- [Material provided]:
_ _ _ _ _ _ _
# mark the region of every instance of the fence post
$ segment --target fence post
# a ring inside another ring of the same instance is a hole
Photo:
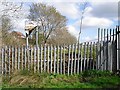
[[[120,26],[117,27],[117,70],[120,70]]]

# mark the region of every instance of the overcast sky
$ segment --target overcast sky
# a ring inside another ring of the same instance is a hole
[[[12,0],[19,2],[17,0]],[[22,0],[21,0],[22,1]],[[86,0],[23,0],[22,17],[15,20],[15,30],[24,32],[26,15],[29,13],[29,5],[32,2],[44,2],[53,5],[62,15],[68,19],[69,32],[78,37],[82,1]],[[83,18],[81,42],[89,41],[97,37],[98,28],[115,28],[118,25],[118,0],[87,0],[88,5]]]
_ _ _ _ _ _ _
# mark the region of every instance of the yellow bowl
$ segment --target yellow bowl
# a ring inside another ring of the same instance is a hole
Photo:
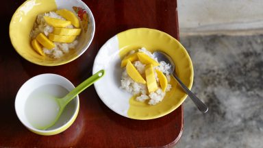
_ _ _ _ _ _ _
- [To be done]:
Reproduce the listing from the line containing "# mark the region of every instance of the fence" through the line containing "[[[120,26],[117,27],[117,70],[120,70]]]", both lines and the requests included, shifting every coordinate in the answers by -18. Leave the pictures out.

- [Response to this exercise]:
# mark the region of every instance of the fence post
$ segment --target fence post
# a ring inside another ring of the same instance is a hole
Photo:
[[[102,8],[99,9],[99,52],[102,52]]]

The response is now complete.